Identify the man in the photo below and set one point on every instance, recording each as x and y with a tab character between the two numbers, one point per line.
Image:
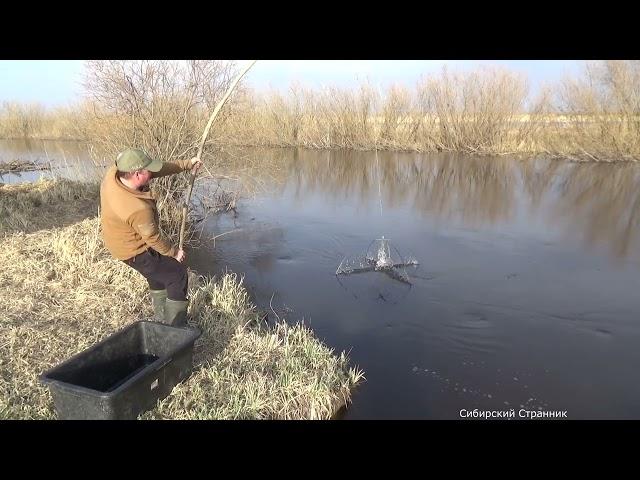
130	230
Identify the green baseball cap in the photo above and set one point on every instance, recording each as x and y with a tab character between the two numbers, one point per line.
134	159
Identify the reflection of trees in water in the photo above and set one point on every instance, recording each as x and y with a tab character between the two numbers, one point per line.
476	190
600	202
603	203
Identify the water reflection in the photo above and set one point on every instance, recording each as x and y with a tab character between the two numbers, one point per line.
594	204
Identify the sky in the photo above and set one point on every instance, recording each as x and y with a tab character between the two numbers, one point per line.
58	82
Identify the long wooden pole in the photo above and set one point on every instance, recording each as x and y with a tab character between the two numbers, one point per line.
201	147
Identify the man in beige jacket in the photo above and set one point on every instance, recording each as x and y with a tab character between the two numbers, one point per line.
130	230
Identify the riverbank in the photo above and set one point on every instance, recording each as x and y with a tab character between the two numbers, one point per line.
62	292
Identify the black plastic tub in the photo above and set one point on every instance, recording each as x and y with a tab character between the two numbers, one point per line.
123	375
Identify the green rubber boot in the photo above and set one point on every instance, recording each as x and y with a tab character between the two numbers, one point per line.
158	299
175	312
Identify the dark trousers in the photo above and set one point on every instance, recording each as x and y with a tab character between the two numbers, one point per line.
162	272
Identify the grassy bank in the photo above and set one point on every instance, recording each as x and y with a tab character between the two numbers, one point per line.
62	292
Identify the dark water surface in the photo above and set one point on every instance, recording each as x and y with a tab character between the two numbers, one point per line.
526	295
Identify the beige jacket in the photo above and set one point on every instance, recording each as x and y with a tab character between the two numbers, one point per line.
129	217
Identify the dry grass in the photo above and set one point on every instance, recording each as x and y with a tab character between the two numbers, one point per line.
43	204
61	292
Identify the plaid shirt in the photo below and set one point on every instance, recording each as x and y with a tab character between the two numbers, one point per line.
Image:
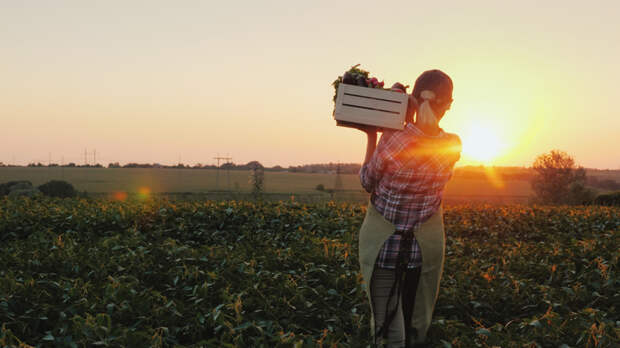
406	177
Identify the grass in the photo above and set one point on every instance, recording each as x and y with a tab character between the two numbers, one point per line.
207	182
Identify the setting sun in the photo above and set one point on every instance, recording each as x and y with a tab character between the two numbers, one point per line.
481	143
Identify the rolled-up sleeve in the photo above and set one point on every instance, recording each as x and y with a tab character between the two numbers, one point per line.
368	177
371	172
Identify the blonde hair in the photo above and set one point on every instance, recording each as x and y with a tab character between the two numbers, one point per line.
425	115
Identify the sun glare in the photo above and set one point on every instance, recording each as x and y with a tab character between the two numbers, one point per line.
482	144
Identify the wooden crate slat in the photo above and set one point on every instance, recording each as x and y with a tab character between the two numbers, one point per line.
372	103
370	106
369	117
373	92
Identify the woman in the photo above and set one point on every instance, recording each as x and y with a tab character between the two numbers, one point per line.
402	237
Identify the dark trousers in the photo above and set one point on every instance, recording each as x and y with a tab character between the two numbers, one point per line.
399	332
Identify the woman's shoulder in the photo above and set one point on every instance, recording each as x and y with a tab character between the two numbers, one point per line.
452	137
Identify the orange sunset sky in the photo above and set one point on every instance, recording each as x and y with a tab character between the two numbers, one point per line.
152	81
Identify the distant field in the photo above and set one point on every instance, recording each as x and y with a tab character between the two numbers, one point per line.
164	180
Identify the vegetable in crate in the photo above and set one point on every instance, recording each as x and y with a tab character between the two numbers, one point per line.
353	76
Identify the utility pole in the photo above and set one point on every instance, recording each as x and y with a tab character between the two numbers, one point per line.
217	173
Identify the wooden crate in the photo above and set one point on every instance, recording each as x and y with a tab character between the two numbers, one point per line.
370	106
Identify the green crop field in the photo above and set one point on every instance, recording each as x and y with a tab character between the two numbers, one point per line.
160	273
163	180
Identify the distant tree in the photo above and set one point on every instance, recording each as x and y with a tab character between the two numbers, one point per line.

__________________________________________________

- _WHAT TO WORK ON_
Reproduce the rows above word for word, starting with the line that contains "Identify the wooden crate in" and going on through the final line of the rows.

- _OUTPUT OF THE EXERCISE_
Identify the wooden crate in the photo above and set one point on every instance, recording each as x and y with a tab character between the two numbers, one point per line.
370	106
Identify the green crop field in the photo above and set one point on every instance, recording each as x and y with a tab character between the two numbers, one point per line.
160	273
163	180
Identify the distant tree in the photo above and set one point on every instance, recording each as x and y with a tab character between the two numbers, one point per line.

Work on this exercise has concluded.